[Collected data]
######

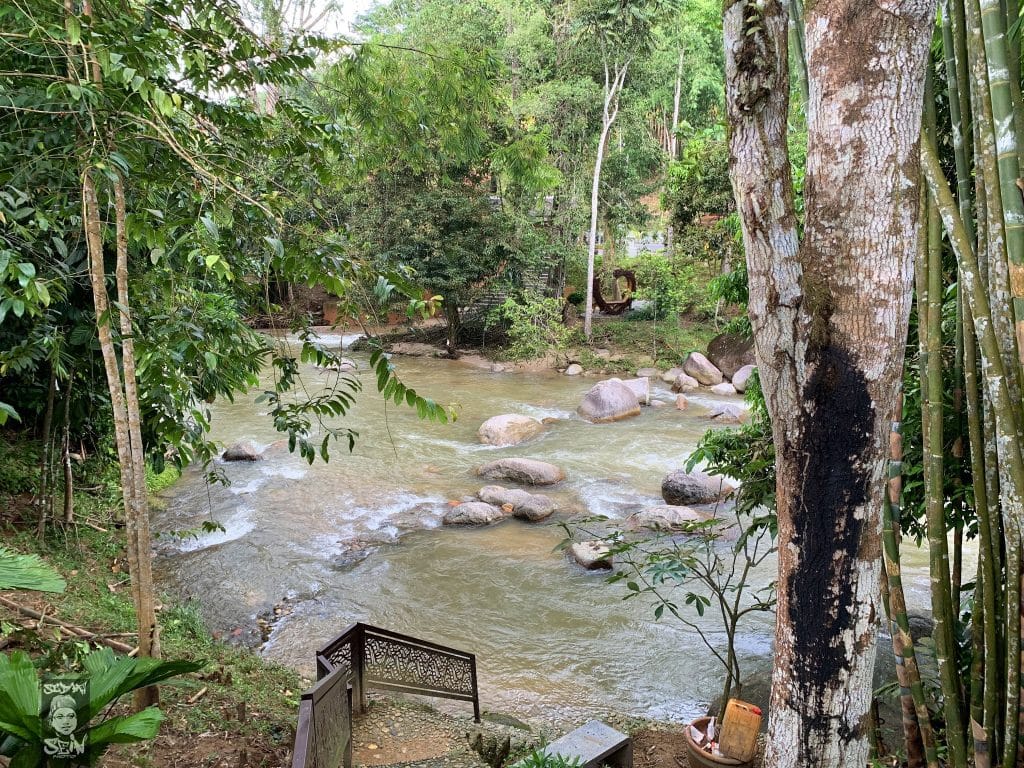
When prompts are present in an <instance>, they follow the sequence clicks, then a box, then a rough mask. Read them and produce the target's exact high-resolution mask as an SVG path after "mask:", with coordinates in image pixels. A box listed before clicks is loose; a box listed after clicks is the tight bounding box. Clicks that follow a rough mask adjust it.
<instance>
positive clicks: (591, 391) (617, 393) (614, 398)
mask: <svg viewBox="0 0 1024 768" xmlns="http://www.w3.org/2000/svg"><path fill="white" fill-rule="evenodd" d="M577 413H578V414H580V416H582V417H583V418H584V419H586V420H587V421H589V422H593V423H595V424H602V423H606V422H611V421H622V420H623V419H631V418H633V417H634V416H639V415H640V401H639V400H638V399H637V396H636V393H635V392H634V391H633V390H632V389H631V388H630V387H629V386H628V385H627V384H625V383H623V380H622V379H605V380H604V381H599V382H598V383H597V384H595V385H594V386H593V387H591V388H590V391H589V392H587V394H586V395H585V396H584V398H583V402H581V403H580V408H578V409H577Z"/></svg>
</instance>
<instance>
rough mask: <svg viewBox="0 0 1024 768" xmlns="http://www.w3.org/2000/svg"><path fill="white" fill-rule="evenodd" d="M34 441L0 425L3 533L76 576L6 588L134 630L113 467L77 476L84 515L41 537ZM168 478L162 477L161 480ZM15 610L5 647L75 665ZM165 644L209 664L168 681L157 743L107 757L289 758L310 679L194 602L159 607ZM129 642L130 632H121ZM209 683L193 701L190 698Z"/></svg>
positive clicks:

######

Reproduce all of the data above verbatim, omitting the pictures from your answer.

EXPECTED ANSWER:
When prompts are present in an <instance>, they follow the sequence clicks, then a box, then a rough mask. Read them and produce the target's exact high-resolution mask as an SVG path after "mask:", with coordinates in image pixels. A box listed before clicks is loose; a box listed after clicks is the tight bounding box. Clicks that follow a rough mask adjust it.
<instance>
positive clicks: (591, 391) (617, 393) (614, 398)
mask: <svg viewBox="0 0 1024 768" xmlns="http://www.w3.org/2000/svg"><path fill="white" fill-rule="evenodd" d="M577 413H578V414H580V416H582V417H583V418H584V419H586V420H587V421H589V422H593V423H595V424H602V423H606V422H611V421H622V420H623V419H631V418H633V417H634V416H639V415H640V401H639V400H638V399H637V396H636V393H635V392H634V391H633V390H632V389H631V388H630V387H629V386H628V385H627V384H625V383H623V380H622V379H605V380H604V381H599V382H598V383H597V384H595V385H594V386H593V387H591V388H590V391H589V392H587V394H586V395H585V396H584V398H583V402H581V403H580V408H578V409H577Z"/></svg>
</instance>
<instance>
rough mask: <svg viewBox="0 0 1024 768" xmlns="http://www.w3.org/2000/svg"><path fill="white" fill-rule="evenodd" d="M34 441L0 425L3 533L76 576L6 588L134 630L113 467L77 476L84 515L41 537ZM168 478L162 477L161 480ZM15 610L5 647L75 665ZM165 644L209 664L168 681L157 743L107 757L289 758L310 679L194 602L159 607ZM129 642L130 632H121ZM209 683L193 701L190 698Z"/></svg>
positive clicks:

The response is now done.